REQUIRED WORK: Reproduce the passage on noise pollution below word for word, in full.

PASSAGE FOR REVIEW:
Noise pollution, also known as environmental noise or sound pollution, is the propagation of noise with ranging impacts on the activity of human or animal life, most of them harmful to a degree. The source of outdoor noise worldwide is mainly caused by machines, transport, and propagation systems. Poor urban planning may give rise to noise disintegration or pollution, side-by-side industrial and residential buildings can result in noise pollution in the residential areas. Some of the main sources of noise in residential areas include loud music, transportation (traffic, rail, airplanes, etc.), lawn care maintenance, construction, electrical generators, explosions, and people.
Documented problems associated with noise in urban environments go back as far as ancient Rome. Today, the average noise level of 98 decibels (dB) exceeds the WHO value of 50 dB allowed for residential areas. Research suggests that noise pollution is the highest in low-income and racial minority neighborhoods, and noise pollution associated with household electricity generators is an emerging environmental degradation in many developing nations.
High noise levels can contribute to cardiovascular effects in humans and an increased incidence of coronary artery disease. In animals, noise can increase the risk of death by altering predator or prey detection and avoidance, interfere with reproduction and navigation, and contribute to permanent hearing loss. A substantial amount of the noise that humans produce occurs in the ocean. Up until recently, most research on noise impacts has been focused on marine mammals, and to a lesser degree, fish. In the past few years, scientists have shifted to conducting studies on invertebrates and their responses to anthropogenic sounds in the marine environment. This research is essential, especially considering that invertebrates make up 75% of marine species, and thus compose a large percentage of ocean food webs. Of the studies that have been conducted, a sizable variety in families of invertebrates have been represented in the research. A variation in the complexity of their sensory systems exists, which allows scientists to study a range of characteristics and develop a better understanding of anthropogenic noise impacts on living organisms.

RAW DATA:
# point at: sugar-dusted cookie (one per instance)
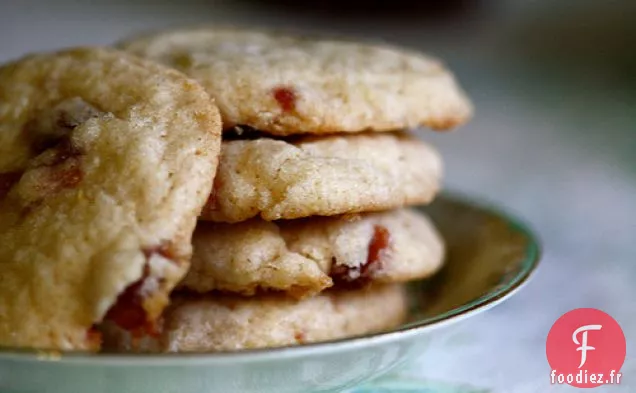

EXPECTED ANSWER:
Noise pollution, also known as environmental noise or sound pollution, is the propagation of noise with ranging impacts on the activity of human or animal life, most of them harmful to a degree. The source of outdoor noise worldwide is mainly caused by machines, transport, and propagation systems. Poor urban planning may give rise to noise disintegration or pollution, side-by-side industrial and residential buildings can result in noise pollution in the residential areas. Some of the main sources of noise in residential areas include loud music, transportation (traffic, rail, airplanes, etc.), lawn care maintenance, construction, electrical generators, explosions, and people.
Documented problems associated with noise in urban environments go back as far as ancient Rome. Today, the average noise level of 98 decibels (dB) exceeds the WHO value of 50 dB allowed for residential areas. Research suggests that noise pollution is the highest in low-income and racial minority neighborhoods, and noise pollution associated with household electricity generators is an emerging environmental degradation in many developing nations.
High noise levels can contribute to cardiovascular effects in humans and an increased incidence of coronary artery disease. In animals, noise can increase the risk of death by altering predator or prey detection and avoidance, interfere with reproduction and navigation, and contribute to permanent hearing loss. A substantial amount of the noise that humans produce occurs in the ocean. Up until recently, most research on noise impacts has been focused on marine mammals, and to a lesser degree, fish. In the past few years, scientists have shifted to conducting studies on invertebrates and their responses to anthropogenic sounds in the marine environment. This research is essential, especially considering that invertebrates make up 75% of marine species, and thus compose a large percentage of ocean food webs. Of the studies that have been conducted, a sizable variety in families of invertebrates have been represented in the research. A variation in the complexity of their sensory systems exists, which allows scientists to study a range of characteristics and develop a better understanding of anthropogenic noise impacts on living organisms.